### SHORT TASK
Replace each occurrence of "pink shirt" with "green jacket" throughout the data below, leaving everything else unchanged. Omit the pictures from your reproduction.

#### INPUT ROWS ####

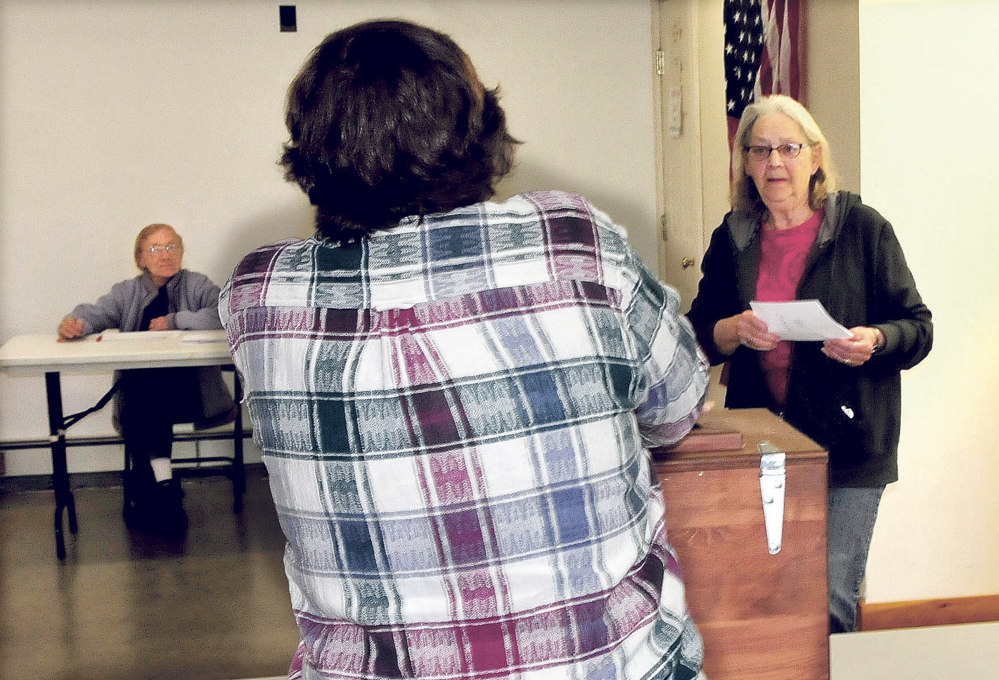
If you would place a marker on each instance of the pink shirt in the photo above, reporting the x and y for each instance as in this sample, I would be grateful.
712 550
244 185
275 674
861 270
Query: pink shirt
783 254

####

### FULL RESPONSE
If you would place a marker on each instance of the green jacket in the photo above, reporting the x and y for each instance as in this sample, I would be grateful.
712 550
244 185
275 674
861 270
Query: green jacket
783 254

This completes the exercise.